▶ [Data listing]:

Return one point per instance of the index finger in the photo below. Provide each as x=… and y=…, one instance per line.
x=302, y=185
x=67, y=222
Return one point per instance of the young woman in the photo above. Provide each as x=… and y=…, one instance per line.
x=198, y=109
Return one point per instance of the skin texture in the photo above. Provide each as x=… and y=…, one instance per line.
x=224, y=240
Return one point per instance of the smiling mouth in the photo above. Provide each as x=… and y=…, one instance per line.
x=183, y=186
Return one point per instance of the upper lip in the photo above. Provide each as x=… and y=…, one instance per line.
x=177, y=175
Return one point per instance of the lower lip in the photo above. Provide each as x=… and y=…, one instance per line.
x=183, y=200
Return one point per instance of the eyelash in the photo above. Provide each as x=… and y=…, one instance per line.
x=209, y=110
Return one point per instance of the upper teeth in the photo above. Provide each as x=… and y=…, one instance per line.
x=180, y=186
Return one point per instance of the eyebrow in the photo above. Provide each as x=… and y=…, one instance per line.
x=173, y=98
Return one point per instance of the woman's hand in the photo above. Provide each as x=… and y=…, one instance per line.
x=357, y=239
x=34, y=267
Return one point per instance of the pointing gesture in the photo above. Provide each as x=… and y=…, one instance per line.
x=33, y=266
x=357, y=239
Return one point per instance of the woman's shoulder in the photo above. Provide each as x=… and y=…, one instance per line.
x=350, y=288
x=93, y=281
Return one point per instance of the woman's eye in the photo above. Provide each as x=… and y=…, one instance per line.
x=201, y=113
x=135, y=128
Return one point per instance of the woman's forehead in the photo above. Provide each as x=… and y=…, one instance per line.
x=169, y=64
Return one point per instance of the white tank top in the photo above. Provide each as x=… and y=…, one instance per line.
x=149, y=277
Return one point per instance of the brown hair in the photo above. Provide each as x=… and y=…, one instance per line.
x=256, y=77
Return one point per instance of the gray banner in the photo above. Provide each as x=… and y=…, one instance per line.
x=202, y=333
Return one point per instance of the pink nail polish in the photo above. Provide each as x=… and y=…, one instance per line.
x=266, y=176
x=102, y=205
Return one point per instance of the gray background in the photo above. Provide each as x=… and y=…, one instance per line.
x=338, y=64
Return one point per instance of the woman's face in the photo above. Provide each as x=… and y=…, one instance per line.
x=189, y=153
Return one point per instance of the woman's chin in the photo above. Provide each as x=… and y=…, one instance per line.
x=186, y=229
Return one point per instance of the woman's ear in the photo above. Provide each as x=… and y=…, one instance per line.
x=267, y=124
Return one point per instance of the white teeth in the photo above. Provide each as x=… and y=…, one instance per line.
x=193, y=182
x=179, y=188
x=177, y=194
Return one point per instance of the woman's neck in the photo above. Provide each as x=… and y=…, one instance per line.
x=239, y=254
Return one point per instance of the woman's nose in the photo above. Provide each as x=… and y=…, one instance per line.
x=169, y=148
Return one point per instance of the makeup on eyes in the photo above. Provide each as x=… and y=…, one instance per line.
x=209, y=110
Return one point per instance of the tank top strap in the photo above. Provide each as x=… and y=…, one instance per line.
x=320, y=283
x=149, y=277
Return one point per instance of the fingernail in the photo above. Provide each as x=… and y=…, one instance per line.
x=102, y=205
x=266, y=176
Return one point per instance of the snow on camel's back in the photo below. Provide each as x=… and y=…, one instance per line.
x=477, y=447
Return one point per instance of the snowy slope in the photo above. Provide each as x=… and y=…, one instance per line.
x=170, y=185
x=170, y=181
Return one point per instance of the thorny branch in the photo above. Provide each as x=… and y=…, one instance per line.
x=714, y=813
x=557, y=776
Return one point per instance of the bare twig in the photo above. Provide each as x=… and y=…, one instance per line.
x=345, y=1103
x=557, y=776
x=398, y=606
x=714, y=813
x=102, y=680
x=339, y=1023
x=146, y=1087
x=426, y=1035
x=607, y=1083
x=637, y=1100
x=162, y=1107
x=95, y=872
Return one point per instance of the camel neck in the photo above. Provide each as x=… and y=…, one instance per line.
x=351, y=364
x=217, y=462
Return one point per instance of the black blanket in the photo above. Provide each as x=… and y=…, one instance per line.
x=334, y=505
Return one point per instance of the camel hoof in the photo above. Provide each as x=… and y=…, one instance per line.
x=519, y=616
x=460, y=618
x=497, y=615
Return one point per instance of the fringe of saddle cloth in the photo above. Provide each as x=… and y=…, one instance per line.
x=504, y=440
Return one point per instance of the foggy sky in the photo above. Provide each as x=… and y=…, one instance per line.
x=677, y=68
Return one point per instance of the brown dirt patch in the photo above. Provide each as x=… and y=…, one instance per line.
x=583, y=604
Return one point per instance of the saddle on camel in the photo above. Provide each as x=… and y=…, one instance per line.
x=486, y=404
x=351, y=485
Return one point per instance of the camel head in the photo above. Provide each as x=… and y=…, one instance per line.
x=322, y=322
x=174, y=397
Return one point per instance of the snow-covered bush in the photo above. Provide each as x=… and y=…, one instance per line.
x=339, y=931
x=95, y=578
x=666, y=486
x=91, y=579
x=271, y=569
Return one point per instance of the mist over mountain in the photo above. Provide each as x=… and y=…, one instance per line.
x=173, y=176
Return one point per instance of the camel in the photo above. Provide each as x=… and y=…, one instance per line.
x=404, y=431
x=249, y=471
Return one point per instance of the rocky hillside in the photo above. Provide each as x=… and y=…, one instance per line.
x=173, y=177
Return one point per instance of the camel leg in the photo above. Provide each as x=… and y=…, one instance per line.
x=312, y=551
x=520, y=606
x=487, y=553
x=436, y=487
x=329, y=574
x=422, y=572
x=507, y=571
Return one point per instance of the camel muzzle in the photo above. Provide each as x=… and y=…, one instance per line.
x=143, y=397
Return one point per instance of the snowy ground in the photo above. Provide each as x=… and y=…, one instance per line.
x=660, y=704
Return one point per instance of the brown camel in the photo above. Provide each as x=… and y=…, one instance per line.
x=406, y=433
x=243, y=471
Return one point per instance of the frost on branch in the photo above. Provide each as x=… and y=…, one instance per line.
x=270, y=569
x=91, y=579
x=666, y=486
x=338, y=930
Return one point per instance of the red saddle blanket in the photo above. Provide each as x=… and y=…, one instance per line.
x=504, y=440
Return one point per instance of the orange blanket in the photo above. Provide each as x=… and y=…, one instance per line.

▶ [Requirement]: For this exercise, retype the entire listing exactly.

▶ [Result for this task]:
Return one point per instance of the index finger in the photo below. Provide each as x=… and y=…, one instance per line.
x=302, y=185
x=67, y=222
Return one point per instance of the young woman in the photo above. Provide each as x=… and y=…, one instance per line.
x=198, y=109
Return one point per instance of the skin texture in the photo above. Provide each as x=… and y=…, one instance per line.
x=224, y=240
Return one point per instance of the smiling mouth in the photo above. Provide each as x=… and y=…, one instance per line.
x=183, y=186
Return one point per instance of the upper lip in the photo above. Provide each as x=… and y=…, one instance per line.
x=177, y=175
Return one point per instance of the lower lip in the photo above. Provide each as x=… and y=…, one instance per line.
x=183, y=200
Return one point per instance of the eyelash in the photo above. Provide each as x=… and y=…, one instance per line.
x=209, y=110
Return one point per instance of the upper teeth in the photo above. Provide each as x=… and y=…, one instance per line.
x=180, y=186
Return one point per instance of the eyebrow in the photo above. Provide each as x=… and y=…, one instance per line.
x=173, y=98
Return one point per instance of the woman's hand in the photo above. Provide each as x=… and y=…, one instance per line.
x=357, y=239
x=34, y=267
Return one point per instance of the pointing gesture in the photo above. Provide each as x=… and y=…, one instance per line.
x=33, y=266
x=357, y=239
Return one point per instance of the woman's shoulder in the photo above. Provide each as x=… and y=…, one instance per line.
x=350, y=288
x=93, y=281
Return one point per instance of the woman's eye in the photo above. Provide each as x=… and y=…, one instance per line.
x=201, y=113
x=135, y=128
Return one point per instance of the woman's forehead in the photo above. Provide each as x=… and y=…, one instance per line.
x=169, y=64
Return one point per instance of the white tank top in the photo above. Provide each as x=… and y=…, one instance per line.
x=149, y=277
Return one point per instance of the brown hair in the photo above. Provide each as x=… and y=…, one instance per line.
x=256, y=77
Return one point per instance of the gray banner in the photo above. Provide each as x=… and y=…, one instance per line.
x=202, y=333
Return one point per instance of the pink nail polish in the photo above. Provide each as x=… and y=…, one instance per line.
x=266, y=176
x=102, y=205
Return one point per instance of the gray background in the photo above. Provide each as x=… and y=…, one instance per line.
x=338, y=64
Return one point per instance of the woman's face in the photo above. Provide each as x=… and y=…, one instance per line.
x=189, y=153
Return one point per instance of the woman's chin in the photo above. Provide each as x=… and y=…, one instance per line.
x=186, y=229
Return one point per instance of the woman's ear in the photo above. Provide each as x=… and y=…, one instance per line.
x=267, y=124
Return one point per instance of the white teeth in the photo above. Provide each as x=… and y=…, one instance per line.
x=193, y=182
x=179, y=188
x=177, y=194
Return one point per instance of the woman's neck in the photo above. Provide each as x=… and y=…, one instance per line.
x=239, y=254
Return one point per instance of the woman's nose in the photo above. Provide each as x=… and y=…, one instance per line.
x=169, y=148
Return one point per instance of the makeup on eyes in the photo above. Provide each as x=… and y=…, one instance per line.
x=209, y=110
Return one point per instance of the tank top strap in the photo above. Provide each as x=… and y=…, one instance per line.
x=320, y=283
x=149, y=277
Return one point per instance of the fingernail in the photo above. Provide each as x=… and y=…, one instance per line.
x=102, y=205
x=266, y=176
Return one point per instance of the snow on camel's back in the photo below. Provide each as x=… and y=…, one instance per line.
x=477, y=447
Return one point per instance of the snowy slope in the photo above. Provide each as x=… and y=…, one instance per line.
x=170, y=185
x=170, y=181
Return one point per instance of the thorny branch in the photo above. Provide each as x=… and y=…, one instance per line.
x=714, y=813
x=557, y=776
Return one point per instance of the bare twig in the photo above. Provide each as x=… and y=…, one instance per line.
x=345, y=1103
x=557, y=776
x=398, y=606
x=714, y=813
x=102, y=680
x=339, y=1023
x=146, y=1087
x=426, y=1035
x=607, y=1083
x=637, y=1100
x=162, y=1107
x=95, y=872
Return one point per instance of the camel neck in the photo above. Provide each as x=… and y=…, one instance per line.
x=351, y=364
x=217, y=462
Return one point per instance of the black blanket in the photo above. Provide each as x=… and y=…, one instance per line.
x=334, y=505
Return one point per instance of the camel hoof in the photo above. Provide each as x=… and y=…, one instance per line.
x=519, y=616
x=460, y=618
x=497, y=615
Return one point per instance of the fringe of saddle cloth in the photo above. Provide each as x=… and y=…, one instance per line.
x=504, y=440
Return one point per instance of the foggy sky in the photo above. Provide each as x=… and y=…, one instance per line.
x=677, y=68
Return one point per instance of the brown dirt patch in the photo above. Provide each as x=… and y=…, one instance per line.
x=583, y=604
Return one point per instance of the saddle on camel in the photo above. Provide each as x=… and y=…, one instance per line.
x=486, y=404
x=351, y=485
Return one point per instance of the camel head in the photo above. Provide each as x=… and y=…, one instance per line.
x=322, y=322
x=174, y=397
Return one point per instance of the snow-covered bush in the photo above. Provide each as x=… and y=…, one instance per line.
x=339, y=931
x=95, y=578
x=666, y=486
x=91, y=579
x=271, y=569
Return one point per instance of the mist over mountain in the photo above. Provide each as x=… and y=…, one instance per line.
x=173, y=176
Return one point per instance of the camel in the photo above. Provide each as x=… and y=…, one instance per line.
x=404, y=431
x=249, y=471
Return one point per instance of the rocky hillside in the photo above. Provide each as x=… and y=…, one instance per line.
x=173, y=177
Return one point per instance of the camel leg in the photo above. Provide each as x=… and y=…, one instance per line.
x=312, y=551
x=520, y=606
x=487, y=553
x=436, y=487
x=329, y=574
x=422, y=572
x=507, y=571
Return one point per instance of the camel muzzle in the photo above. Provide each as x=… and y=…, one instance per line.
x=143, y=397
Return one point per instance of the snowy ground in the photo above. Provide each as x=… and y=…, one instance per line.
x=660, y=704
Return one point per instance of the brown camel in the photo above. Provide each as x=… and y=…, one instance per line.
x=406, y=433
x=243, y=471
Return one point per instance of the frost on branch in the photo above. Provide each as x=… and y=…, one instance per line.
x=270, y=569
x=91, y=579
x=666, y=486
x=338, y=930
Return one point per instance of the red saddle blanket in the photo above. Provide each as x=… and y=…, one instance per line.
x=504, y=440
Return one point per instance of the orange blanket in the photo above. Provide each as x=… and y=…, one instance per line.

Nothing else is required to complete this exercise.